Every entry must be given again exactly as it is written.

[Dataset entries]
————

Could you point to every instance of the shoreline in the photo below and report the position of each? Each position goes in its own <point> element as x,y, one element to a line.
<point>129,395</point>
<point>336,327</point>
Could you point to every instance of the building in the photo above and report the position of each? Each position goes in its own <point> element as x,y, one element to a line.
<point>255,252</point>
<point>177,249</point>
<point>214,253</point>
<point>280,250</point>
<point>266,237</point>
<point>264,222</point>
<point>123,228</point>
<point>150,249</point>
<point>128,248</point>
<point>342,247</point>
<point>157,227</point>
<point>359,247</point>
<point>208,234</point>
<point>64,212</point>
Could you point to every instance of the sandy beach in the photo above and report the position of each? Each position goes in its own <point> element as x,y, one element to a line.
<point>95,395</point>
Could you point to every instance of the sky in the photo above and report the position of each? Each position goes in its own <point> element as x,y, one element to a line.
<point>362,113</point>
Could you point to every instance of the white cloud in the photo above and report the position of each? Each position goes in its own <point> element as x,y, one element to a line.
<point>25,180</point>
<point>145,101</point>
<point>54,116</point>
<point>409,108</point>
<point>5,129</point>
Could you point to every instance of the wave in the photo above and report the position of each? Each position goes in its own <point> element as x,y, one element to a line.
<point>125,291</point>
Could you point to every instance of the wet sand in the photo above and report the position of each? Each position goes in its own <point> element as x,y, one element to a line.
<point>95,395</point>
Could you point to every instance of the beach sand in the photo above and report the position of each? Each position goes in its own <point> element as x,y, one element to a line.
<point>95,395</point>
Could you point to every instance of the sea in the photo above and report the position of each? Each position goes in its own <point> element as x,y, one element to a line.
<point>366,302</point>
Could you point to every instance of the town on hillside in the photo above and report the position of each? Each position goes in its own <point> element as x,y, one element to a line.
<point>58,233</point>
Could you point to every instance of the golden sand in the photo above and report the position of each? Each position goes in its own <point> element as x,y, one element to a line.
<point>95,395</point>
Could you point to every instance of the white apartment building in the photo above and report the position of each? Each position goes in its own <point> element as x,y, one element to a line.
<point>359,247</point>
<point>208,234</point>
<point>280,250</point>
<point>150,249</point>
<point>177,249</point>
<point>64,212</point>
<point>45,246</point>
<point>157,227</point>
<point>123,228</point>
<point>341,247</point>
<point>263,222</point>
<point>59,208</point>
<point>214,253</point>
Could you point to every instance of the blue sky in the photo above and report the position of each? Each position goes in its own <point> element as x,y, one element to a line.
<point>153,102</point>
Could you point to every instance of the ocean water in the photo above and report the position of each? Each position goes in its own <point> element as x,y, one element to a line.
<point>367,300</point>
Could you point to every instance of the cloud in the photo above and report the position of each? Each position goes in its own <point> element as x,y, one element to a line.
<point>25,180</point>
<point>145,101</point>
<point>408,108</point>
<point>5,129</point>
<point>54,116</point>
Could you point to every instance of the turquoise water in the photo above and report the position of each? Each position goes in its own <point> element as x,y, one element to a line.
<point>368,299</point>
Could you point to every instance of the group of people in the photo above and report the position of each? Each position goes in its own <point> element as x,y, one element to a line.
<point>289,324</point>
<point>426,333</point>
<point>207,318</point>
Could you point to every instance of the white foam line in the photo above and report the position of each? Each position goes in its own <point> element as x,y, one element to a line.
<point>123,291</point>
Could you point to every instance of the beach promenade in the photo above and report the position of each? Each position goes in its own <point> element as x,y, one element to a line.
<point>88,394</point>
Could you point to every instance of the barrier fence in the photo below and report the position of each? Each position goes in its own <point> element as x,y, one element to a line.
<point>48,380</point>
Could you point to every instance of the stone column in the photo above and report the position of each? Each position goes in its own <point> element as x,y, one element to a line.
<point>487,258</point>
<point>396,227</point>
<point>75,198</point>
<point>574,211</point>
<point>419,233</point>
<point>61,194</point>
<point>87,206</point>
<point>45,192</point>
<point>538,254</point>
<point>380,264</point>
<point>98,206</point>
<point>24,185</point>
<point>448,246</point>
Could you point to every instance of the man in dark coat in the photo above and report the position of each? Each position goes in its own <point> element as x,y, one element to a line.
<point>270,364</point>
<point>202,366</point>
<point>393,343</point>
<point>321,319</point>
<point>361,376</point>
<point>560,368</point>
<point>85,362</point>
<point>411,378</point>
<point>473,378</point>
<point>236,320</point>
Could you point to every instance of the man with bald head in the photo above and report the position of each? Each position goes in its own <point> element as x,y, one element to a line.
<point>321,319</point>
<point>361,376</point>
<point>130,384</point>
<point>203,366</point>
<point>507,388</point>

————

- Result of the exercise
Could you point to every instance of the shoreline in the photo below and report the position of each? Each position goes in its own <point> element as x,y, one element to a line.
<point>129,395</point>
<point>336,327</point>
Could you point to every instance of the building in the photo above and report the position of each? Each position goes in its own <point> element as x,y, one element to a line.
<point>255,252</point>
<point>177,249</point>
<point>214,253</point>
<point>280,250</point>
<point>266,237</point>
<point>264,222</point>
<point>123,228</point>
<point>150,249</point>
<point>128,248</point>
<point>342,247</point>
<point>157,227</point>
<point>359,247</point>
<point>208,234</point>
<point>64,212</point>
Could you point to every instance of the sandy beach in the photo above and report the position of each? Each position goes in its own <point> element as x,y, one element to a line.
<point>95,395</point>
Could you point to every instance of the sky in the photo above and report the position of each? Each position goes in its own <point> element as x,y, one element to a line.
<point>362,113</point>
Could you point to every instance of the white cloud in the photo above and report the position of each? Each position goes in its own <point> element as x,y, one element to a line.
<point>25,180</point>
<point>145,101</point>
<point>54,116</point>
<point>409,108</point>
<point>5,129</point>
Could you point to every instance of the wave in the photo above and report the position of each? Each position goes in its own <point> element as x,y, one element to a line.
<point>125,291</point>
Could you point to every instance of the wet sand in the photo above and report the position of each? Each position goes in its own <point> element as x,y, one element to a line.
<point>95,395</point>
Could you point to every instance of the beach sand in the photo above and report the position of each? Each position goes in its own <point> element as x,y, one element to a line.
<point>95,395</point>
Could you point to every instance of the sea in the photo above and report the position of each? Each position goes in its own <point> element as x,y, one element to a line.
<point>366,302</point>
Could you point to every instance of the town on hillside in the photo above and report the position of each? Each position goes in its own <point> element as x,y, one element to a line.
<point>58,233</point>
Could you point to every instance of the golden sand in the photo above and report the position of each? Each position goes in its own <point> element as x,y, one element to a line.
<point>95,395</point>
Could you point to every instance of the white apartment building in the photo above and report the position of each? Each position goes in its own <point> element as x,y, one element to a line.
<point>359,247</point>
<point>208,234</point>
<point>280,250</point>
<point>150,249</point>
<point>177,249</point>
<point>64,212</point>
<point>45,246</point>
<point>157,227</point>
<point>123,228</point>
<point>341,247</point>
<point>263,222</point>
<point>59,208</point>
<point>214,253</point>
Could you point to every instance of the blue sky in the photo above and report the position of each? Each position goes in its own <point> element as x,y, one element to a line.
<point>153,102</point>
Could you point to every instance of the ocean water in the photo above and report the position of each? Each position goes in its own <point> element as x,y, one element to a line.
<point>367,300</point>
Could you point to every instance of the cloud in the photo above and report the position of each? Each position goes in its own <point> element as x,y, one element to a line.
<point>25,180</point>
<point>145,101</point>
<point>408,108</point>
<point>5,129</point>
<point>54,116</point>
Could you point to every instance of the turquoise water in the photo above and report the position of each? Each position goes in its own <point> element as x,y, one element to a line.
<point>368,299</point>
Could you point to every instance of the group of people in the photo above and report the position of each? Each position goes in its own <point> element as x,y, one element to a line.
<point>289,324</point>
<point>426,333</point>
<point>207,318</point>
Could you point to every instance of the white foam line in the photo above and report the position of each? Each position goes in its own <point> element as x,y, one element to a line.
<point>123,291</point>
Could you point to every instance of the beach promenade in the photo above and report the position of each? Each position goes in its own <point> element as x,y, one element to a line.
<point>88,394</point>
Could you point to every instance of the barrier fence in the photo below and report the position of each? Each position goes in its own <point> element as x,y, one element to a line.
<point>48,380</point>
Could you point to every instance of the stone column in the photo above and report the position of each? Each position goes in its own <point> element as x,y, one element to a line.
<point>487,258</point>
<point>396,227</point>
<point>75,198</point>
<point>574,211</point>
<point>419,233</point>
<point>61,194</point>
<point>87,206</point>
<point>45,192</point>
<point>538,254</point>
<point>380,264</point>
<point>98,206</point>
<point>24,185</point>
<point>448,246</point>
Could you point to every instance of the man in dark coat in the photo above and report the position of each? Each position goes in its own <point> element as x,y, one element to a line.
<point>270,364</point>
<point>202,366</point>
<point>393,343</point>
<point>321,319</point>
<point>361,376</point>
<point>560,368</point>
<point>85,362</point>
<point>411,378</point>
<point>473,378</point>
<point>236,320</point>
Could you point to every instance of the man with bald head in the photo above and report the position of each? Each position goes in its own <point> element as x,y, one element to a line.
<point>321,319</point>
<point>361,376</point>
<point>130,384</point>
<point>203,366</point>
<point>507,388</point>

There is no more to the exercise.